TASK INSTRUCTIONS → Return each of the entries below word for word.

THE RECORDS →
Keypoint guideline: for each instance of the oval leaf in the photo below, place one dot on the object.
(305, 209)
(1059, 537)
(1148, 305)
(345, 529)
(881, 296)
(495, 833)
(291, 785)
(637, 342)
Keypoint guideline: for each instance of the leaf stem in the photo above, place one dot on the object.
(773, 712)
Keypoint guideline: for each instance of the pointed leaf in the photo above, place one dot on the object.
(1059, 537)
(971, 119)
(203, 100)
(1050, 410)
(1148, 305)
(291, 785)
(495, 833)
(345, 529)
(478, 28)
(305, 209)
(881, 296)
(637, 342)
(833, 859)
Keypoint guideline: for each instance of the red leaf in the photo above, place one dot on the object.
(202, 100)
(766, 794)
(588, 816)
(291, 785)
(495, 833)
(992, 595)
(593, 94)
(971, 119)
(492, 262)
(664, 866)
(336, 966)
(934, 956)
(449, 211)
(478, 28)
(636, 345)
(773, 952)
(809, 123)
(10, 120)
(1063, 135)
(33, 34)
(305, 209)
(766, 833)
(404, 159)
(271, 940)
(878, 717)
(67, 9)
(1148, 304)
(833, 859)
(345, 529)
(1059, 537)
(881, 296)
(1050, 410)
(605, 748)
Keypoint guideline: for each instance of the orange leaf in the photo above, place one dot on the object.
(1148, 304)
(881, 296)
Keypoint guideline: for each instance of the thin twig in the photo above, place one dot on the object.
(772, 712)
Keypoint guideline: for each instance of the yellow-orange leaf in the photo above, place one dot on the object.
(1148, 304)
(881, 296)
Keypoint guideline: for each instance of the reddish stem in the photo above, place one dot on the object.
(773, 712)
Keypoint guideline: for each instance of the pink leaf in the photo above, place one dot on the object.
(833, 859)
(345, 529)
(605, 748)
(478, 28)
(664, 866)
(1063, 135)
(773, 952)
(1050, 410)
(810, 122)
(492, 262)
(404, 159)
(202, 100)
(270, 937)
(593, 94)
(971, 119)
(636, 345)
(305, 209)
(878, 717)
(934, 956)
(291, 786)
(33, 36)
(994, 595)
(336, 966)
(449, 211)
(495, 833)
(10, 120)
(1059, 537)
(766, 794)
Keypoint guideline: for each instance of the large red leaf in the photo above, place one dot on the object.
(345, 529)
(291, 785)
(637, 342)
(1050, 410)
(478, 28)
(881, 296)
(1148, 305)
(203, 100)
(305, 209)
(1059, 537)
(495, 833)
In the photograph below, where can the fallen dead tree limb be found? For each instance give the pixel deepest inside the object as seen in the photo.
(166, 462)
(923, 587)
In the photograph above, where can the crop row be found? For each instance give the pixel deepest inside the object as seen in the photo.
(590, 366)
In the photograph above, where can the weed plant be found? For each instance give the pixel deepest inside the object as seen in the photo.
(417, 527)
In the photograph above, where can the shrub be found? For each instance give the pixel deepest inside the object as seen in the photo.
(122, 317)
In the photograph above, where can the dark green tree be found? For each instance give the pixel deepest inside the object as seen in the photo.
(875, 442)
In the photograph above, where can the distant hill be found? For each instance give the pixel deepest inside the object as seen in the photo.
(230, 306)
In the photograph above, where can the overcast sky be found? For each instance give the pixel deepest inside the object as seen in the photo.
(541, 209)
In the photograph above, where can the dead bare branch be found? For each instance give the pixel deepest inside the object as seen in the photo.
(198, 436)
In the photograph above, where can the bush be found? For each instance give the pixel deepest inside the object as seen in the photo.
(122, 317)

ANSWER BOX →
Keypoint guideline: for each instance of the oval leaf in the photo below, place one dot on the object.
(305, 209)
(1059, 537)
(1148, 305)
(345, 529)
(881, 296)
(495, 833)
(291, 785)
(637, 342)
Keypoint guideline: for each instance of the leaf stem in the photo above, place one dot on the object.
(773, 712)
Keypoint guideline: for each instance of the pointed leaf in the photo above, place one dot on the object.
(1059, 537)
(971, 119)
(203, 100)
(1050, 410)
(1148, 305)
(291, 785)
(495, 833)
(345, 529)
(478, 28)
(305, 209)
(881, 296)
(637, 342)
(833, 859)
Keypoint guideline: for each instance of the red leaf in the photo above, place one dot on the object.
(202, 100)
(766, 794)
(588, 816)
(291, 785)
(495, 833)
(992, 595)
(593, 94)
(971, 119)
(492, 262)
(664, 866)
(336, 966)
(934, 956)
(449, 211)
(478, 28)
(636, 345)
(773, 952)
(809, 123)
(10, 120)
(1063, 135)
(33, 34)
(305, 209)
(766, 833)
(404, 159)
(271, 940)
(878, 717)
(67, 9)
(1148, 304)
(833, 859)
(345, 529)
(1059, 537)
(881, 296)
(1050, 410)
(605, 748)
Keypoint guideline: for each instance of the orange leaf in the photo above, place one dot on the object.
(1148, 304)
(881, 296)
Keypoint guideline: for each instance of the thin twig in the photo above, place one dot on the object.
(772, 712)
Keypoint guideline: for each instance of the yellow-orange leaf in the photo above, place one dot on the object.
(1148, 304)
(881, 296)
Keypoint guideline: for each instance of the reddish stem in the photo above, place one dot on the object.
(773, 712)
Keypoint guideline: for each instance of the pink leaf in the photo above, place one dot on the object.
(833, 859)
(345, 529)
(605, 748)
(478, 28)
(664, 866)
(1063, 135)
(773, 952)
(1050, 410)
(810, 122)
(492, 262)
(404, 159)
(202, 100)
(270, 937)
(593, 94)
(971, 119)
(636, 345)
(305, 209)
(878, 717)
(934, 956)
(291, 786)
(33, 36)
(994, 595)
(336, 966)
(449, 211)
(495, 833)
(10, 120)
(1059, 537)
(766, 794)
Keypoint guideline: for each instance of the large red leaf in the photo above, place one dot on the object.
(345, 529)
(291, 785)
(637, 342)
(1050, 410)
(478, 28)
(881, 296)
(1148, 305)
(203, 100)
(305, 209)
(1059, 537)
(495, 833)
In the photograph below, where can the fallen dead tree limb be found? For each instance give the pixel deepest inside the object as seen in the photo.
(166, 462)
(923, 587)
In the photograph above, where can the crop row be found? For each instance give the pixel deepest inside the object as seen in the photo.
(590, 366)
In the photograph above, where can the weed plant be found? For each instance give the pixel deepest inside the object as seen in the photo.
(417, 527)
In the photograph above, where can the shrub be found? For each instance give the pixel deepest inside the object as seen in the photo.
(122, 317)
In the photograph above, where can the dark green tree be found? For each instance give the pixel deepest inside the object as seen in the photo.
(875, 442)
In the photograph above, where can the distant hill be found? For each instance give the pixel deepest inside the object as seen in the photo.
(230, 306)
In the photograph above, where can the overcast sky be found? For each instance give the pixel deepest inside the object as seen in the photo.
(541, 209)
In the photograph above, where can the dead bare branch be found? For each instance give the pixel deepest inside the object as seen in the photo.
(198, 436)
In the photograph above, where can the bush be found? For each instance give the pixel deepest inside the object as seen in the photo.
(122, 317)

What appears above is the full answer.